• Brief:
Return the World Teachers' Day editorial below in full, word for word, without the material that follows it.

• Passage provided:
Editorial: Teaching Through Every Moment
Queensland Teachers' Journal, Vol 127 No 7, 30 September 2022, page no. 5
With World Teachers' Day (WTD) imminent, we should take time to stop and celebrate our profession. While no one can deny that teachers and school leaders deserve to be celebrated every day, the reality is that most days we barely stop to finish a drink while it’s still hot. We need this day to remember why it is that we choose to teach.
This year’s WTD theme – Teaching through every moment – reflects the impact that teachers and school leaders have on the lives of the students they teach. It also reflects our importance within the community.
Whether its acknowledged or not, teachers and school leaders are often the constant adults in our students lives. We are the ones who support them to learn, regardless of what is going on at home, in the community or even at school.
When a child is feeling isolated or excluded from their friendship group, it is often a teacher who is the first to notice. They recognise that the child is quieter, possibly more withdrawn or is sitting on their own. Schools have set up friendship seats to help students struggling to fit in, but it’s the lesson in this moment – extending kindness and accepting everyone – which helps students keep going.

• Data:
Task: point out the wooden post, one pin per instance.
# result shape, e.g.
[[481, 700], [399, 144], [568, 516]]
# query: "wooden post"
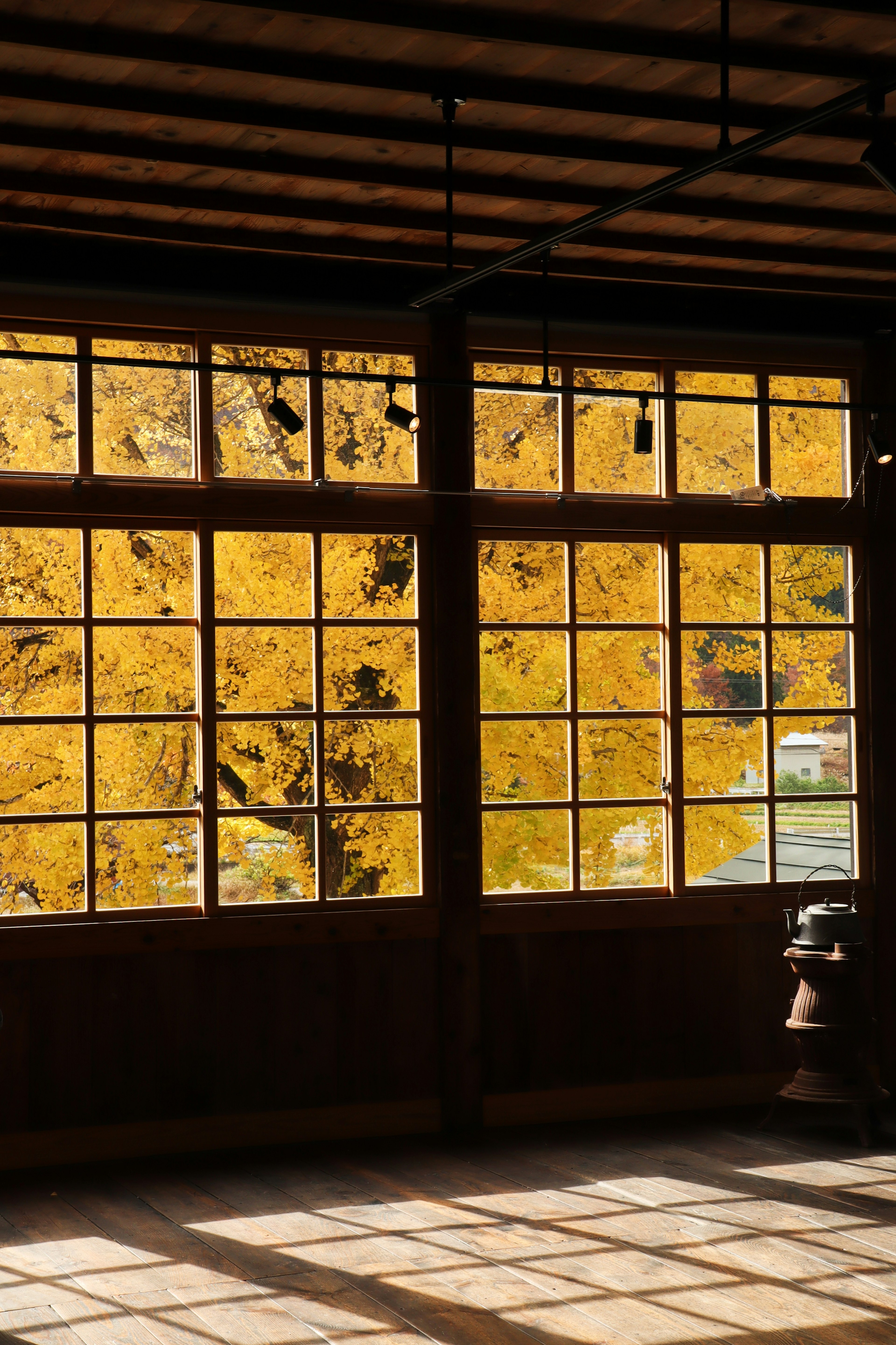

• Task output:
Editorial: Teaching Through Every Moment
Queensland Teachers' Journal, Vol 127 No 7, 30 September 2022, page no. 5
With World Teachers' Day (WTD) imminent, we should take time to stop and celebrate our profession. While no one can deny that teachers and school leaders deserve to be celebrated every day, the reality is that most days we barely stop to finish a drink while it’s still hot. We need this day to remember why it is that we choose to teach.
This year’s WTD theme – Teaching through every moment – reflects the impact that teachers and school leaders have on the lives of the students they teach. It also reflects our importance within the community.
Whether its acknowledged or not, teachers and school leaders are often the constant adults in our students lives. We are the ones who support them to learn, regardless of what is going on at home, in the community or even at school.
When a child is feeling isolated or excluded from their friendship group, it is often a teacher who is the first to notice. They recognise that the child is quieter, possibly more withdrawn or is sitting on their own. Schools have set up friendship seats to help students struggling to fit in, but it’s the lesson in this moment – extending kindness and accepting everyone – which helps students keep going.